REQUIRED WORK: Only the lines starting at the one that contains "For each instance of the wooden baluster" and running to the end should be repeated, exactly as written.

SUPPLIED RECORDS:
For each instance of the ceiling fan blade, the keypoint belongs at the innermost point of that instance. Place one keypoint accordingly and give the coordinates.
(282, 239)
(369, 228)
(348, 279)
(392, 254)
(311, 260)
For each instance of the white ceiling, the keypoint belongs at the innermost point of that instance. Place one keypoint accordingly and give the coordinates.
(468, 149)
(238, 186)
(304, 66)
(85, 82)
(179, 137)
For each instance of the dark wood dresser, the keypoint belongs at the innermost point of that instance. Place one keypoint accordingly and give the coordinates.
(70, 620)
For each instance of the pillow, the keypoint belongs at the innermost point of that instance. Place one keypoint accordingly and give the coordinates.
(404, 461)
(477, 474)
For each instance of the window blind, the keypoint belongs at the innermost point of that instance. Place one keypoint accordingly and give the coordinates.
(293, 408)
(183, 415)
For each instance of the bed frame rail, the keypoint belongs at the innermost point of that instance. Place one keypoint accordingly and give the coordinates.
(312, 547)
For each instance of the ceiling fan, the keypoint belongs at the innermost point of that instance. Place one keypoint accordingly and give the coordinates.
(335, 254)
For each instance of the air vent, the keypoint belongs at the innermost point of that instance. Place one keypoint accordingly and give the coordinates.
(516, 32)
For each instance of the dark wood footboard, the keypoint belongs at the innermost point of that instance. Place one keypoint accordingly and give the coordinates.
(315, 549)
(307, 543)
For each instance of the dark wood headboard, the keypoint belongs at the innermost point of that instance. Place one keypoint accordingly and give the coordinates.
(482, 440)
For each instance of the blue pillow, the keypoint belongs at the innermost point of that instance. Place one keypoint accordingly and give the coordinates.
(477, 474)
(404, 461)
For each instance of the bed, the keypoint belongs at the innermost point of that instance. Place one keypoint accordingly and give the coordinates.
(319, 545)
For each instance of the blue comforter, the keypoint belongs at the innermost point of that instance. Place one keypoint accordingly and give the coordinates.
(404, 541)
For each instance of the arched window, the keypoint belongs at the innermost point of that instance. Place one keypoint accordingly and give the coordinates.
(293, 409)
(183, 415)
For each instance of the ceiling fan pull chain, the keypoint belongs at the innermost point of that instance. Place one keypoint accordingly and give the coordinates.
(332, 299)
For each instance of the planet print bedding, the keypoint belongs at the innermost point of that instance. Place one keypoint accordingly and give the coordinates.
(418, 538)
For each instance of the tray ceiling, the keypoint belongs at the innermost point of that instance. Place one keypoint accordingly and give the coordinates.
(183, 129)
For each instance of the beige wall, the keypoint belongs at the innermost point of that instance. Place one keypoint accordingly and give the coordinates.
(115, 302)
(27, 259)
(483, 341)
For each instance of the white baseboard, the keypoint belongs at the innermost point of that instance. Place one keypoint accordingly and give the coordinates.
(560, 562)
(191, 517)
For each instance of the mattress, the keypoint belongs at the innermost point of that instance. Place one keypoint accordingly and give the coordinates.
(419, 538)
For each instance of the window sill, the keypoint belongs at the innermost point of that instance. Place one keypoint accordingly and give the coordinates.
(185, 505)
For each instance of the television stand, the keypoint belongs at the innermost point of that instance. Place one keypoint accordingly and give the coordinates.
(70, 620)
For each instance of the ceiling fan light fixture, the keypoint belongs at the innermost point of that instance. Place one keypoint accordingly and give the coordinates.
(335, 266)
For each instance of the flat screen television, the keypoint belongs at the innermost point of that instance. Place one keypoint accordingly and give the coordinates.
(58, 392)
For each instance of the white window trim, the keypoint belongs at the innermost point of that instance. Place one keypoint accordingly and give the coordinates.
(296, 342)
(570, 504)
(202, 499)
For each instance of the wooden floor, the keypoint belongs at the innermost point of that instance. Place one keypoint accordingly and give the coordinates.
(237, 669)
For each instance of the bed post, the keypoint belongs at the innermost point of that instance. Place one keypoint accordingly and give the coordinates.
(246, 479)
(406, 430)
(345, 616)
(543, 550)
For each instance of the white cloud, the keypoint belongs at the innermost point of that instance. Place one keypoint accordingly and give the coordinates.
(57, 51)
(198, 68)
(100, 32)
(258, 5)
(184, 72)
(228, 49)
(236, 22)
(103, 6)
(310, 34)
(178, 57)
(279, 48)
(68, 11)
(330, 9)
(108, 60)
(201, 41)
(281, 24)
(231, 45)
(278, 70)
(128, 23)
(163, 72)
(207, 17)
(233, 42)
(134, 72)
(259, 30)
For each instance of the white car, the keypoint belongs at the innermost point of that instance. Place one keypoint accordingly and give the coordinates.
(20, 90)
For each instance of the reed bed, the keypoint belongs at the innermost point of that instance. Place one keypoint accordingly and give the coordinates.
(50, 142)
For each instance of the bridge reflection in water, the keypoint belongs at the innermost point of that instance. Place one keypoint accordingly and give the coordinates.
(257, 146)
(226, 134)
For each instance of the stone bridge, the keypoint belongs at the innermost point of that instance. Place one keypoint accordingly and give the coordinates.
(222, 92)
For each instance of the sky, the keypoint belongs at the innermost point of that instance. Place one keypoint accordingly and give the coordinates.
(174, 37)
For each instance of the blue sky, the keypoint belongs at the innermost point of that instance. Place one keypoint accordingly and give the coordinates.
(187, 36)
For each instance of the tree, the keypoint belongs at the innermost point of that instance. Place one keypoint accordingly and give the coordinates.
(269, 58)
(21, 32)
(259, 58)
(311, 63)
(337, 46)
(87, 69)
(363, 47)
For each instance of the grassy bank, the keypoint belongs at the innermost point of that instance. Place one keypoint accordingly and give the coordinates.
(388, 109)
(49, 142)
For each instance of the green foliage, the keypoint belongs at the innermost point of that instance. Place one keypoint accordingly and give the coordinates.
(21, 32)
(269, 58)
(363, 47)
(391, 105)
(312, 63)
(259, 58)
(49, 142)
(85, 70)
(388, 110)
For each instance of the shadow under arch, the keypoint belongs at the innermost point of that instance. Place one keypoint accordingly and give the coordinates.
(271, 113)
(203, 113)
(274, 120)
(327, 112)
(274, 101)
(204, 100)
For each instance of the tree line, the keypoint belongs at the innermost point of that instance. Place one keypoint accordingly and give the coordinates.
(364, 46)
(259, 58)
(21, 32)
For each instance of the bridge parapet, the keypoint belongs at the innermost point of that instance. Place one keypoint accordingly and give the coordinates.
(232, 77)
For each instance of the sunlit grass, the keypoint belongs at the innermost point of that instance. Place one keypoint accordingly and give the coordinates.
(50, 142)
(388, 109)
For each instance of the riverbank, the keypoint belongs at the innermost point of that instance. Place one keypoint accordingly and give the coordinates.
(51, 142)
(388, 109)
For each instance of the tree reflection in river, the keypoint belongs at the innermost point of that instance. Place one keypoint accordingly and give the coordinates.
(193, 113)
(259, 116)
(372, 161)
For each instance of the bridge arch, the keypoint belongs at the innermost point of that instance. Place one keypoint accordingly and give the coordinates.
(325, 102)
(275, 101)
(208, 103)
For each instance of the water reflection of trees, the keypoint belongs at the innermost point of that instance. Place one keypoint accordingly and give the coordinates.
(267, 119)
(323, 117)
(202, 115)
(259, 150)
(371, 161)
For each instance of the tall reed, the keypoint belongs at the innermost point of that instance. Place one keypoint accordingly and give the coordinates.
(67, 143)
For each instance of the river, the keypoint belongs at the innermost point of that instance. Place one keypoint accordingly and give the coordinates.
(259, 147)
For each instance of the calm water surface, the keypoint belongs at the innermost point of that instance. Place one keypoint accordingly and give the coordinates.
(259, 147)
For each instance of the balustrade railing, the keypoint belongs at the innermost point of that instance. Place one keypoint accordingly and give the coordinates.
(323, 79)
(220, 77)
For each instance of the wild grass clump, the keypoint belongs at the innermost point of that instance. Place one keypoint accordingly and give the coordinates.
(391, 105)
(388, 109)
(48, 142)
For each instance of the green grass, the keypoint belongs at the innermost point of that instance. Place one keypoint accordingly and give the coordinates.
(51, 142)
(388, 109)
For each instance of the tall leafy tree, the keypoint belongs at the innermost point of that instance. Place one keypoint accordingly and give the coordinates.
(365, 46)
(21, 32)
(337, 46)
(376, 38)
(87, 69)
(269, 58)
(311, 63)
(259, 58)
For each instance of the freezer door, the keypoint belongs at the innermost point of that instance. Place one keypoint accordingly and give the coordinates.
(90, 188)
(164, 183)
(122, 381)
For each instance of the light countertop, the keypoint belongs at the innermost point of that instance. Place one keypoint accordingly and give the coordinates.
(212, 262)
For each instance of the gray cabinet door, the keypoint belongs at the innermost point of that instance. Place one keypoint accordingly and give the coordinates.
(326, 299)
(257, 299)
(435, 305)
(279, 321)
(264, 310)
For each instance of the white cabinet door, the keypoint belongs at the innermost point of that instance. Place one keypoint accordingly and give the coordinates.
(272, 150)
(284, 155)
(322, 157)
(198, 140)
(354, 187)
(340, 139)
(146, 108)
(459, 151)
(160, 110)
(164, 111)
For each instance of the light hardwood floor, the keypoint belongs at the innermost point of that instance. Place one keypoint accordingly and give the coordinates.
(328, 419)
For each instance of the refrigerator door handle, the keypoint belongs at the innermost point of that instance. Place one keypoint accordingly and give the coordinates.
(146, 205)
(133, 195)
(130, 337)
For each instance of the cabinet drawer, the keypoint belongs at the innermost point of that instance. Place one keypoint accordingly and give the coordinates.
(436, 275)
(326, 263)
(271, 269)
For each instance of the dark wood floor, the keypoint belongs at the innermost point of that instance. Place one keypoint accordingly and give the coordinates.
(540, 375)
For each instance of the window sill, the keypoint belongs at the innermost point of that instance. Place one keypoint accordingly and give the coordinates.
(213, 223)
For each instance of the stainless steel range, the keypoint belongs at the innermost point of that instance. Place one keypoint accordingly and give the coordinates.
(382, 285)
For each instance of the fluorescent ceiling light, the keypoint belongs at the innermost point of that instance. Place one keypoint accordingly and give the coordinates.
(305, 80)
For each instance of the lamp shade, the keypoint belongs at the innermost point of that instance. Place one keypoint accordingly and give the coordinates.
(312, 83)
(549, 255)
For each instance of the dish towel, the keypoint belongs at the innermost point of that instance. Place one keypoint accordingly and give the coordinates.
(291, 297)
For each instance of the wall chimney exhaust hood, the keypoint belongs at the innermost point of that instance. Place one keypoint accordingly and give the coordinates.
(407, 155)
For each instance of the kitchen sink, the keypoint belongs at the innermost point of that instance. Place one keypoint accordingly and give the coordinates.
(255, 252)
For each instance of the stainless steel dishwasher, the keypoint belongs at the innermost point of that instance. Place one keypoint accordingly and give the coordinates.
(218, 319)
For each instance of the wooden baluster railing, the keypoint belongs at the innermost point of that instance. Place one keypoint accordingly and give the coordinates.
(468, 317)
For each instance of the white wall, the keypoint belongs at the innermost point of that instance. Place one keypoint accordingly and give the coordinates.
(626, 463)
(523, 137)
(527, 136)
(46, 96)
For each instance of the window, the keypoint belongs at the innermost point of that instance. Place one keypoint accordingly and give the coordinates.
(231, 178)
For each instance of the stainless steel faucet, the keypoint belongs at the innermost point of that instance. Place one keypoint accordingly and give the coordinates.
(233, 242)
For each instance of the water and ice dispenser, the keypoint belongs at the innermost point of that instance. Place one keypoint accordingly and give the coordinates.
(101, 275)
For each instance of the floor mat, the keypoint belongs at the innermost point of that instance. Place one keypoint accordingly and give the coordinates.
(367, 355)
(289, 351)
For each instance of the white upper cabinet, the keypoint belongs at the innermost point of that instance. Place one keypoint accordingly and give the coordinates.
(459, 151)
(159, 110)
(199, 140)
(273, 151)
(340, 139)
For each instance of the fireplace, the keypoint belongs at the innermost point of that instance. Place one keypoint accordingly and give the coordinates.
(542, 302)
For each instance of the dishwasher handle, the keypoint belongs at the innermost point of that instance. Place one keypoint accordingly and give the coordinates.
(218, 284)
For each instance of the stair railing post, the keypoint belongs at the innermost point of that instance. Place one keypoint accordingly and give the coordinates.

RESULT FOR THIS EXERCISE:
For each instance of the wooden baluster railing, the keypoint belongs at the innermost point of that instance. Place one keypoint accordingly and give the coordinates.
(468, 317)
For each instance of the white wall, the keypoint belongs at the innermost point of that instance. Place one keypoint accordingly and give the coordinates.
(626, 463)
(523, 137)
(527, 136)
(46, 96)
For each instance of the window, the keypoint belongs at the innermost point of that instance. Place one keypoint accordingly and give the coordinates.
(231, 178)
For each instance of the stainless steel faucet, the keypoint belongs at the innermost point of that instance. Place one keypoint accordingly and give the coordinates.
(233, 242)
For each instance of the water and ice dispenser, the keypoint belongs at the innermost point of that instance. Place one keypoint accordingly and give the coordinates.
(101, 275)
For each instance of the floor mat, the keypoint belongs at the innermost point of that instance. Place one keypoint accordingly and give the coordinates.
(367, 355)
(289, 351)
For each instance of the white upper cabinet, the keypoint belongs at the innermost point of that instance. Place one keypoint accordingly and give the coordinates.
(459, 151)
(159, 110)
(199, 140)
(273, 151)
(340, 139)
For each instance of the fireplace, the keypoint belongs at the innermost point of that instance. Place one keypoint accordingly and give the coordinates.
(542, 302)
For each instance of the dishwasher handle, the keypoint belongs at the innermost point of that instance. Place one keypoint accordingly and give the coordinates.
(218, 284)
For each instance of the stair railing post, the keypoint belongs at the innermost point of that instance. Place one keypoint accordingly and give the coordinates.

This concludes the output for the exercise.